(Records contained in a dataset)
• • • •

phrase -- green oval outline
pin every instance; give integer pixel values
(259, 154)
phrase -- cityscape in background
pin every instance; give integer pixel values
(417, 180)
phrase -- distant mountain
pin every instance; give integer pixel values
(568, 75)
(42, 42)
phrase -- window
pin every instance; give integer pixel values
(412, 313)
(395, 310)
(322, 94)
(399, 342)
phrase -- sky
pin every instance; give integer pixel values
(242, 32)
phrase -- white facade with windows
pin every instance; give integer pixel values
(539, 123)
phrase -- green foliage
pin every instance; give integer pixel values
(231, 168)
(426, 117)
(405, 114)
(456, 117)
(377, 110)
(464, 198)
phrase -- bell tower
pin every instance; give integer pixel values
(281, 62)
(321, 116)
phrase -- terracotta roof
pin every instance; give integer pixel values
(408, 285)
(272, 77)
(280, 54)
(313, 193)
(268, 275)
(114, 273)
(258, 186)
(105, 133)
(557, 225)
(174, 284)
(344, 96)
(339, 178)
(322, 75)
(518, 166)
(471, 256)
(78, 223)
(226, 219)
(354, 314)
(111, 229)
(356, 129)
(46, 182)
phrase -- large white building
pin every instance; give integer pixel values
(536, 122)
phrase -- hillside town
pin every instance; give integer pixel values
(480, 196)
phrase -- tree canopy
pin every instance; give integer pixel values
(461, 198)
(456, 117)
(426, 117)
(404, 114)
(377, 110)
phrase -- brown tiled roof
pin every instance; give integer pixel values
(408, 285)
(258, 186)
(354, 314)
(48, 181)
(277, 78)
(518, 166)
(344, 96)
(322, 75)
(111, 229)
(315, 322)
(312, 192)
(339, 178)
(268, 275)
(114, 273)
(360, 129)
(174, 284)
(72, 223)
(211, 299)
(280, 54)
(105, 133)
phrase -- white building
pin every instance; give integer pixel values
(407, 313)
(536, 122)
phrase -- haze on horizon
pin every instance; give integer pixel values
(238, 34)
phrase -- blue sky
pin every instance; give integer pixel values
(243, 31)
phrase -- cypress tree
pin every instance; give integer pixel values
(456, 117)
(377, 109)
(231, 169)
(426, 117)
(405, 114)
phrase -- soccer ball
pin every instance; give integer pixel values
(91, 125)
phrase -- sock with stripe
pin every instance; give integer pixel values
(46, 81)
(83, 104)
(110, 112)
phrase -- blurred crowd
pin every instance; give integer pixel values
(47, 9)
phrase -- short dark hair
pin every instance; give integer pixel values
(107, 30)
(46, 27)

• • • •

For every line above that has "tree" in it, copy the line.

phrase -- tree canopy
phrase -- cypress tree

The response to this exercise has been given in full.